SELECTED PASSAGE:

- - - -

# Putting Trainers in Washing Machine



## Nano

*Trainers in washing machine*​
Yes they will come out brand new 571.43%Only if you want them to resemble Gandhi's flip flop228.57%


----------



## Nano

I have a pair of white nike air max's, they have got dirty over the months.

Is washing machine a no no ?


----------



## Keeks

Put them in an old pillow case and they make quite a racket, but gets them clean.


----------



## [email protected]

I always bung mine and the kids' in the washing machine and they come out lovely. Put a couple of towels in so they don't bang about too much.


----------



## Nano

Keeks said:


> Put them in an old pillow case and they make quite a racket, but gets them clean.


Why an old pillow case, is there are reason ?

Thanks


----------



## DazUKM

I've done this with old trainers and they been ok, might lose a little shape tho


----------



## husky

Depends how old they are mate-used to get people bringing them back to shop after having been in the machine , weakens the air bubble and when it bursts it smells like cat ****, always knocked them back as when you buy them the label states not machine washable-if your gonna do it wash them at low temp.


----------



## Keeks

Nano said:


> Why an old pillow case, is there are reason ?
> 
> Thanks


I don't really know, but that's what I've always done. I must've been told at some point but not 100% sure of why.


----------



## Guest

Put air force ones in there before and they came out ok


----------



## Breda

My Mrs machine washed my white air man the other day and they're good as new


----------



## Laurieloz

I put my everyday Nikes in the wash occasionally. They come out sparkling but the toes get creased after a while.

I never put my more expensive gym trainers in. I buy new insoles when they start to hum a bit.


----------



## Breda

Keeks said:


> I don't really know, but that's what I've always done. I must've been told at some point but not 100% sure of why.

- - - -

SOURCE EXCERPT:

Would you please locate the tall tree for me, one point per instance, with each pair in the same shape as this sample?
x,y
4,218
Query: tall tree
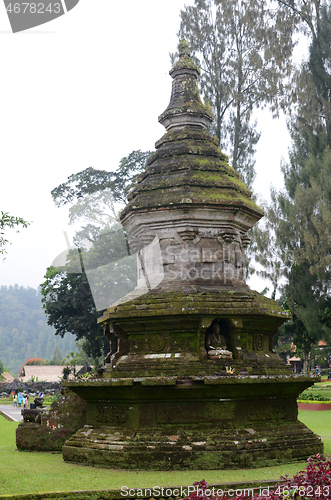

- - - -

TASK LIST:
1. In the forum thread about washing trainers, what does one poster add to the washing machine so the shoes don't bang about too much?
2. Reproduce word for word the part of the forum thread that opens with the words containing "## Laurieloz" and closes with "to hum a bit.".

RESULTS BY TASK:
1. A couple of towels.

2.
## Laurieloz

I put my everyday Nikes in the wash occasionally. They come out sparkling but the toes get creased after a while.

I never put my more expensive gym trainers in. I buy new insoles when they start to hum a bit.